** begin **

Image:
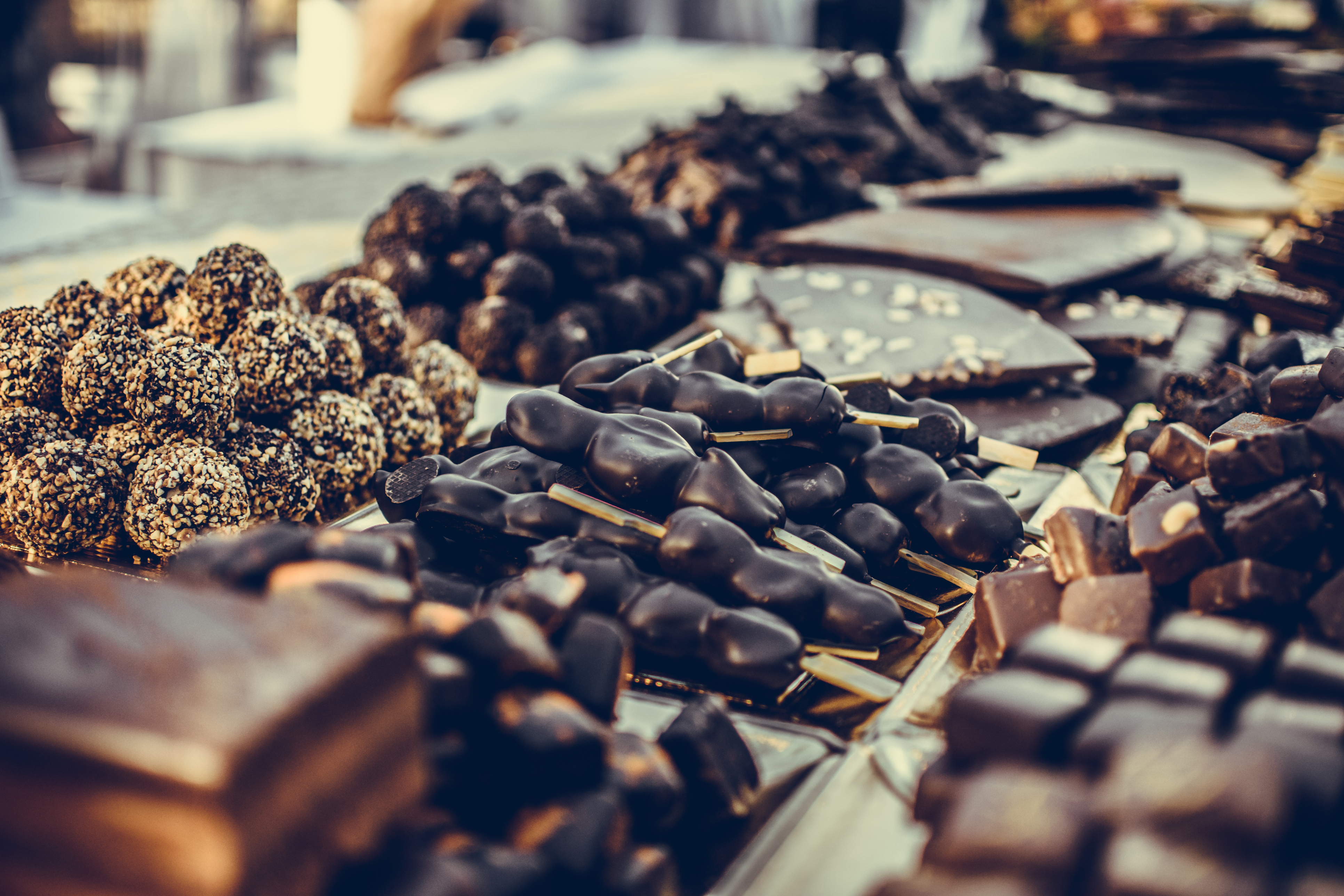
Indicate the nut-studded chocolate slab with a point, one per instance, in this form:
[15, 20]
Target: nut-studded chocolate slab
[924, 334]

** end **

§ **Short task**
Extract the text of every entry above word for word, omitting the pictures.

§ **Full response**
Image:
Indicate the nut-studded chocolate slab with a point, one per instance, in this form:
[15, 20]
Target: nut-studded chocolate slab
[924, 334]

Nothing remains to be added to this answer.